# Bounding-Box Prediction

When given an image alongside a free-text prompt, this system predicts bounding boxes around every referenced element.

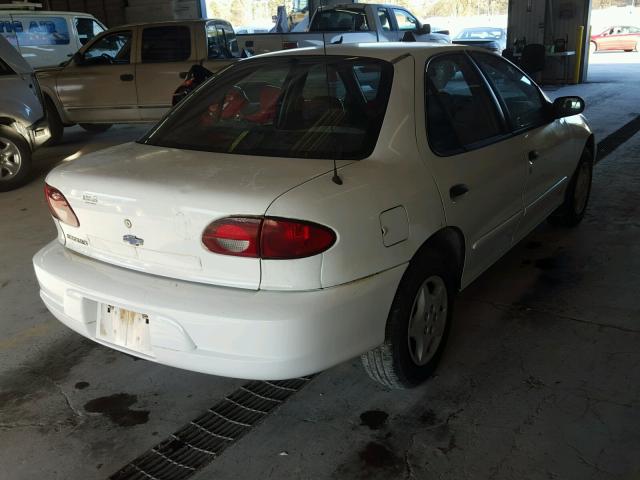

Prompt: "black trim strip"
[596,115,640,163]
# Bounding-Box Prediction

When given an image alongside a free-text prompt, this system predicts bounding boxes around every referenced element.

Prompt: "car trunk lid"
[47,143,348,289]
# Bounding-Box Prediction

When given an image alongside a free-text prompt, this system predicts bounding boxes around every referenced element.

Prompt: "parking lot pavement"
[0,61,640,480]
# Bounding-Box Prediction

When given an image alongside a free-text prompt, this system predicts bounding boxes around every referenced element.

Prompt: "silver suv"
[0,35,51,192]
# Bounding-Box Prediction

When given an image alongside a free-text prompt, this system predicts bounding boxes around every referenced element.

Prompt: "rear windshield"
[141,56,393,159]
[456,28,503,40]
[309,8,370,32]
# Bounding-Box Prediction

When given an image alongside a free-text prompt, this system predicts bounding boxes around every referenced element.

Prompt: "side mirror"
[553,97,585,118]
[71,52,84,65]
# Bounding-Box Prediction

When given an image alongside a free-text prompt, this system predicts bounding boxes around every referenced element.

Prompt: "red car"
[591,26,640,52]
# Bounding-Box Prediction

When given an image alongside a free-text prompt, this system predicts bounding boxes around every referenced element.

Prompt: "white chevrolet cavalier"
[34,43,595,387]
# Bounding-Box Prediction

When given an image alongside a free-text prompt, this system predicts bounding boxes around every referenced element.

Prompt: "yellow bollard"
[572,25,584,85]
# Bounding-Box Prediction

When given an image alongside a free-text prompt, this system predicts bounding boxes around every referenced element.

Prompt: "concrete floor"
[0,54,640,480]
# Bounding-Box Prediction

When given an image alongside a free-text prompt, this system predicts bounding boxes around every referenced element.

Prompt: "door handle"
[449,183,469,200]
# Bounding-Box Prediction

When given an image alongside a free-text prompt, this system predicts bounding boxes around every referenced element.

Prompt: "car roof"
[254,42,476,61]
[110,18,231,30]
[322,3,408,10]
[462,26,504,32]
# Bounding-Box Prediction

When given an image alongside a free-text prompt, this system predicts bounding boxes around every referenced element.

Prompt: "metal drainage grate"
[109,377,312,480]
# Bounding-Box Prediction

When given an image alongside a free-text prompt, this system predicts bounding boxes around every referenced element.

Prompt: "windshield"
[456,28,503,40]
[141,56,393,159]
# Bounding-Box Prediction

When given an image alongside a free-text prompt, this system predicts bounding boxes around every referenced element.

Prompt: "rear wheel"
[79,123,112,133]
[0,126,31,192]
[44,97,64,145]
[549,150,593,227]
[362,251,455,388]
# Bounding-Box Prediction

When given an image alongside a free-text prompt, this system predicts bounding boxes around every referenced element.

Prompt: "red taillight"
[260,218,336,259]
[202,217,262,257]
[44,183,80,227]
[202,217,336,260]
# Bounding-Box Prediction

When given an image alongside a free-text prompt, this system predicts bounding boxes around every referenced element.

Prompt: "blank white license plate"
[97,303,151,355]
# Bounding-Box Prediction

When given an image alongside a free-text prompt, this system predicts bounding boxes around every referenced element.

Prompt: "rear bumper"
[33,241,405,380]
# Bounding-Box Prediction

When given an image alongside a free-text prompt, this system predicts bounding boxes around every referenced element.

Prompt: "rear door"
[136,24,196,121]
[472,52,576,238]
[418,52,526,282]
[11,14,76,68]
[376,6,398,42]
[56,28,140,123]
[73,17,105,49]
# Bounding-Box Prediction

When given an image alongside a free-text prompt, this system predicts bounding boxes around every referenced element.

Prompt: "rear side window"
[143,56,393,159]
[309,8,370,32]
[472,52,547,130]
[378,8,391,32]
[12,17,69,47]
[142,26,191,63]
[425,54,503,156]
[84,31,131,65]
[76,17,104,45]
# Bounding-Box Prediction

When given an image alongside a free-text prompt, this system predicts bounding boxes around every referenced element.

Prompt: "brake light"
[202,217,336,260]
[202,217,262,258]
[44,183,80,227]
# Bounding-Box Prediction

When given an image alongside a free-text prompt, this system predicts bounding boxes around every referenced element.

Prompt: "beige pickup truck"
[37,20,240,143]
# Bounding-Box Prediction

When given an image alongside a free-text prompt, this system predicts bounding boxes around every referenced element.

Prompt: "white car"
[34,43,595,387]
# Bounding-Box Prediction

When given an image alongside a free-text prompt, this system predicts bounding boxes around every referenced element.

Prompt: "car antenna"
[318,0,342,185]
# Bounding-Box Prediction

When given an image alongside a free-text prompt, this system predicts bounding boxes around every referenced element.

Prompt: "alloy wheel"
[573,162,591,215]
[407,275,449,366]
[0,137,22,181]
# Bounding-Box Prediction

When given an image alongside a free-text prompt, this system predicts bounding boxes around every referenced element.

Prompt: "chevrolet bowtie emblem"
[122,235,144,247]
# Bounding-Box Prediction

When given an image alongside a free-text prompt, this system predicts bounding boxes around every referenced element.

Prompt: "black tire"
[44,97,64,145]
[361,250,456,389]
[78,123,113,133]
[549,149,593,227]
[0,125,32,192]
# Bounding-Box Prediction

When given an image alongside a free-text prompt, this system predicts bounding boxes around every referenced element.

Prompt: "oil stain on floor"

- - - - -

OBJECTIVE: Copy the items above line for line, with no changes, and leave the pictures out of your copy.

TASK ANSWER:
# Bounding-Box Prediction

When given an image alongside a free-text prompt, this system predicts bounding boxes around every referenced element.


Prompt: "black trim strip"
[596,115,640,163]
# Bounding-Box Prediction

When given an image alongside a free-text prompt, this system predicts bounding boxes around every referenced element.

Prompt: "car trunk lid"
[47,143,348,289]
# Bounding-Box Prediction

When given an image alongside a free-text prompt, this system predicts bounding boxes around every referenced element.

Prompt: "parking lot pavement"
[0,61,640,480]
# Bounding-Box Prediction

When given an image alongside a free-text prompt, this system predicts bounding boxes around every referenced element.

Prompt: "silver suv"
[0,35,51,192]
# Bounding-Box Prediction

When given an image alongside a free-text prompt, this system predicts bounding boxes around every referenced element.

Prompt: "rear windshield"
[141,56,393,159]
[456,28,503,40]
[309,8,370,32]
# Bounding-Box Prediction

When given an image alongside a free-text prompt, this system predicts bounding boxes around every referenced element.

Prompt: "side mirror"
[553,97,585,118]
[71,52,84,65]
# Bounding-Box Prediction

When given an image alongside a free-text prompt, this system predicts bounding boxes around every referenced element.

Prompt: "red car"
[591,26,640,52]
# Bounding-Box Prediction

When given an image alongside a free-text prompt, this system predicts bounding boxes around every referenced element.

Prompt: "white chevrolet cavalier"
[34,43,595,387]
# Bounding-Box Prediction

When given an image alongside a free-text prompt, this system predicts bounding boxes around every referenced element.

Prompt: "yellow bollard"
[572,25,584,85]
# Bounding-Box Prediction

When given an image alongside a free-text prompt, this system predicts bounding boxes around every referenced element.

Prompt: "concrete floor"
[0,54,640,480]
# Bounding-Box Prediction

When given an image alongside a free-text prompt, this system predicts bounding boxes around every referenced element.

Prompt: "door handle"
[449,183,469,200]
# Bounding-Box Prediction

When given an image alongside a free-text prompt, this system predicts bounding boxes around every referenced element.

Prompt: "car roof"
[254,42,476,61]
[110,18,231,30]
[322,3,408,10]
[462,26,504,32]
# Bounding-Box Prediction

When given an image alongside a free-text prompt, this system predicts bounding boxes around every referenced element.

Prompt: "metal drainage grate"
[109,377,312,480]
# Bounding-Box Prediction

When given an image alongside a free-text prompt, this system predicts bounding boxes around every referenced element.

Prompt: "windshield"
[456,28,503,40]
[141,56,393,159]
# Bounding-Box Prediction

When given an image alongside a free-text prompt, this system predicts bounding boxes around every referenced element.

Prompt: "rear wheel"
[79,123,112,133]
[0,126,31,192]
[44,97,64,145]
[549,150,593,227]
[362,251,455,388]
# Bounding-Box Prediction

When given an image alongside a free-text prompt, this system predicts bounding boxes around every referenced element.

Prompt: "red taillight"
[260,218,336,259]
[202,217,262,257]
[44,183,80,227]
[202,217,336,260]
# Bounding-Box Prediction

When given an image alongside a free-text prompt, this system predicts bounding boxes around every referenced element.

Prompt: "blank white license plate"
[97,303,151,355]
# Bounding-Box Prediction

When given an image alongside a free-text prompt, this system predicts bounding boxes around every referenced element.

Prompt: "rear bumper"
[33,241,405,380]
# Bounding-Box Prediction

When given an image alongside a free-text prompt, this system predicts bounding boxes around every referenced element.

Prompt: "rear door"
[136,24,196,121]
[472,52,576,238]
[418,52,526,282]
[11,14,76,68]
[376,6,398,42]
[56,28,140,123]
[73,17,105,49]
# Bounding-Box Prediction

When given an image alongside a free-text prompt, this system predicts bounding boxes around every referenced element.

Prompt: "rear side window"
[143,56,393,159]
[309,8,370,32]
[472,52,547,130]
[378,8,391,32]
[12,17,69,47]
[142,26,191,63]
[425,54,503,156]
[84,31,131,65]
[76,17,104,45]
# Bounding-Box Prediction

When given an image alongside a free-text prompt, this system predicts bounding boxes around every referenced element.

Prompt: "brake light"
[202,217,336,260]
[202,217,262,258]
[44,183,80,227]
# Bounding-Box Prediction

When given an image alongside a free-text prompt, this system predicts bounding boxes around every referenced element.

Prompt: "beige pickup truck"
[37,20,240,143]
# Bounding-Box Prediction

When given an image alongside a free-text prompt, this system predicts bounding boxes around every referenced element.

Prompt: "white car"
[34,43,595,387]
# Bounding-Box Prediction

When given an image alongside a free-text prompt, this system predicts bounding boxes around every referenced element.

Prompt: "car antenna"
[318,0,342,185]
# Bounding-Box Prediction

When given an image alongside a free-text prompt, this system predicts bounding boxes around every referenced element.

Prompt: "alloy wheel"
[573,162,591,215]
[407,275,449,366]
[0,137,22,181]
# Bounding-Box Prediction

When given an image alongside a free-text prompt, this system predicts bounding boxes around every referenced element.

Prompt: "chevrolet bowtie emblem"
[122,235,144,247]
# Bounding-Box Prediction

When given an image alongside a free-text prompt, this system predicts bounding boxes around every referenced element.

Prompt: "black tire"
[44,97,64,145]
[361,250,456,389]
[78,123,113,133]
[549,149,593,227]
[0,125,32,192]
# Bounding-Box Prediction

When given an image alongside a free-text prompt, this system predicts bounding boxes around every referenced element.

Prompt: "oil stain on floor"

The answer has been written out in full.